ASSIGNMENT A >>
Translate this sentence from the text on Developmental Disabilities Awareness Month into Spanish: "DDA’s mission is to unleash the potential of individuals with developmental disabilities and their families through life-long programs, supports, and advocacy."
ASSIGNMENT B >>
Write the next part of the text on Developmental Disabilities Awareness Month, starting after its last sentence.

TEXT >>
------------------------------------
March is National Developmental Disabilities Awareness Month and a time for DDA to help educate the public about the needs of this diverse group and to end the stigma around issues of disability. Since its inception in 1952, Developmental Disabilities Association has made great strides in the communities of Vancouver and Richmond to create a sense of inclusion and belonging.
DDA’s mission is to unleash the potential of individuals with developmental disabilities and their families through life-long programs, supports, and advocacy. DDA’s influence is wide-spread throughout Vancouver and Richmond and the organization currently serves over 1800 individuals in 50 locations that include daycares, drop-in centres, and adult residential housing.
DDA’s Executive Director, Alanna Hendren, has been involved in support and advocacy for those with developmental disabilities for over 40 years.
“These are not people with a disability. They’re people just like everyone else,” says Hendren. “They are people with a wide range of abilities that are very useful to the community as a whole. We know that a neurodiverse and inclusive society is one that benefits everybody.”
Ten Myths about Developmental Disabilities
- People with developmental disabilities are a burden to their families
- Families with special needs cherish their children like anyone else.
- People with developmental disabilities cannot live on their own
- Many are fully capable of living on their own and do.
------------------------------------
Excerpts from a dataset

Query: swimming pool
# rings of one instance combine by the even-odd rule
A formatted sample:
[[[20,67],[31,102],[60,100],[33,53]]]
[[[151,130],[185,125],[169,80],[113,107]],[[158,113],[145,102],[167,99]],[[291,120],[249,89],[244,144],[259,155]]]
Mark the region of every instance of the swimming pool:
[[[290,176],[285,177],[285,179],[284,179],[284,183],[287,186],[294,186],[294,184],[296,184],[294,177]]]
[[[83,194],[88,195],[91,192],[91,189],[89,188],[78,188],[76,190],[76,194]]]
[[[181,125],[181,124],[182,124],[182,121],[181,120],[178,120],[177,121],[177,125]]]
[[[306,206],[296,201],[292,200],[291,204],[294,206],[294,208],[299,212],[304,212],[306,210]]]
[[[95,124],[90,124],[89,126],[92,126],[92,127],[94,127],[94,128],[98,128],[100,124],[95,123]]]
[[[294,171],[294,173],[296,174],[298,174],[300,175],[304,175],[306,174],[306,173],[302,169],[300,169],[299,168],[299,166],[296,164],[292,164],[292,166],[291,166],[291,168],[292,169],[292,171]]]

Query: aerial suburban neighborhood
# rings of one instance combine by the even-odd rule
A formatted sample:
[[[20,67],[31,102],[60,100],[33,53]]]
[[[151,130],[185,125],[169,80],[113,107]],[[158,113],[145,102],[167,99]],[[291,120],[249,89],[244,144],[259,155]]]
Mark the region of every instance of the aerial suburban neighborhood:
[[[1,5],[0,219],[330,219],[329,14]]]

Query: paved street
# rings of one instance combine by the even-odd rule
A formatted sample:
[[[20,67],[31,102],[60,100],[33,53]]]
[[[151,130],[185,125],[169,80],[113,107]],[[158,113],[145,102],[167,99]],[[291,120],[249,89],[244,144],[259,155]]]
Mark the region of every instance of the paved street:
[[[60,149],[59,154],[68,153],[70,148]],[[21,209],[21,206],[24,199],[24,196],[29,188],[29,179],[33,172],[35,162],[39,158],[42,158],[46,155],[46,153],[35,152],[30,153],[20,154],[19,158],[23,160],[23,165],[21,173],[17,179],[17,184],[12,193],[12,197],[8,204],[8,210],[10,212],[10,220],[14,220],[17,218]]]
------------------------------------
OUTPUT A >>
La misión de DDA es liberar el potencial de las personas con discapacidades del desarrollo y de sus familias mediante programas, apoyos y labor de defensa a lo largo de toda la vida.

OUTPUT B >>
- People with developmental disabilities cannot hold down jobs
- They can and do. Employers report higher job satisfaction with a neurodiverse staff.
- People with developmental disabilities feel things differently
- They feel emotions just like any other human.
- Developmental disabilities are contagious
- Developmental disabilities are conditions, not diseases.
- Children with developmental disabilities do not do well in regular schools
- An inclusive school environment helps foster their social and economic independence.
- Developmental disability is the same as ‘mental illness’
- Mental illness can affect anyone regardless of development.
- Those with developmental disabilities cannot have romantic relationships
- Many do, in fact. They have the same feelings and needs as anyone else.
- Those with developmental disabilities want your sympathy
- No, they don’t. What they do want are dignity and respect.
- Developmental disabilities are the result of genetics
- They are caused by many factors including genetics, environmental toxins, infections, birth complications, and more.